**Source:**
►
Symbolic execution is an effective but expensive technique for automated test generation. Over the years, a large number of refined symbolic execution techniques have been proposed to improve its efficiency. However, the symbolic execution efficiency problem remains, and largely limits the application of symbolic execution in practice. Orthogonal to refined symbolic execution, in this paper we propose to accelerate symbolic execution through semantic-preserving code transformation on the target programs. During the initial stage of this direction, we adopt a particular code transformation, compiler optimization, which is initially proposed to accelerate program concrete execution by transforming the source program into another semantic-preserving target program with increased efficiency (e.g., faster or smaller). However, compiler optimizations are mostly designed to accelerate program concrete execution rather than symbolic execution. Recent work also reported that unified settings on compiler optimizations that can accelerate symbolic execution for any program do not exist at all. Therefore, in this work we propose a machine-learning based approach to tuning compiler optimizations to accelerate symbolic execution, whose results may also aid further design of specific code transformations for symbolic execution. In particular, the proposed approach LEO separates source-code functions and libraries through our program-splitter, and predicts individual compiler optimization (i.e., whether a type of code transformation is chosen) separately through analyzing the performance of existing symbolic execution. Finally, LEO applies symbolic execution on the code transformed by compiler optimization (through our local-optimizer). We conduct an empirical study on GNU Coreutils programs using the KLEE symbolic execution engine. The results show that LEO significantly accelerates symbolic execution, outperforming the default KLEE configurations (i.e., turning on/off all compiler optimizations) in various settings, e.g., with the default training/testing time, LEO achieves the highest line coverage in 50/68 programs, and its average improvement rate on all programs is 46.48%/88.92% in terms of line coverage compared with turning on/off all compiler optimizations.
◄
**Data lines:**
►
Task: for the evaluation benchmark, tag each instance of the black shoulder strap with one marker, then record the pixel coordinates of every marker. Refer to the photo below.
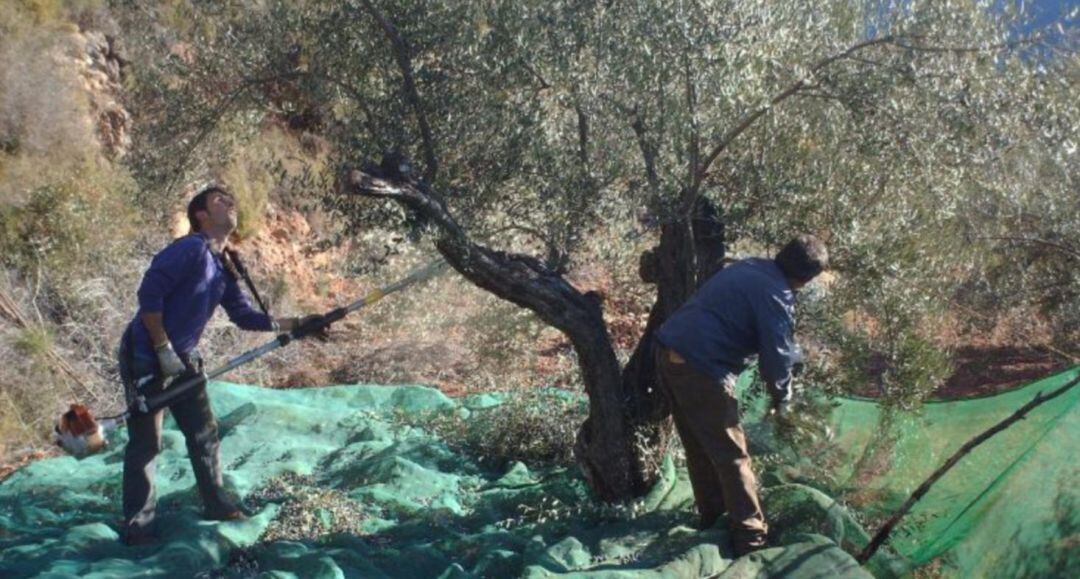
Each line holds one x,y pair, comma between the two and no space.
◄
**Short task:** According to the text on accelerating symbolic execution, which symbolic execution engine was used in the empirical study on GNU Coreutils programs?

**Complete answer:** KLEE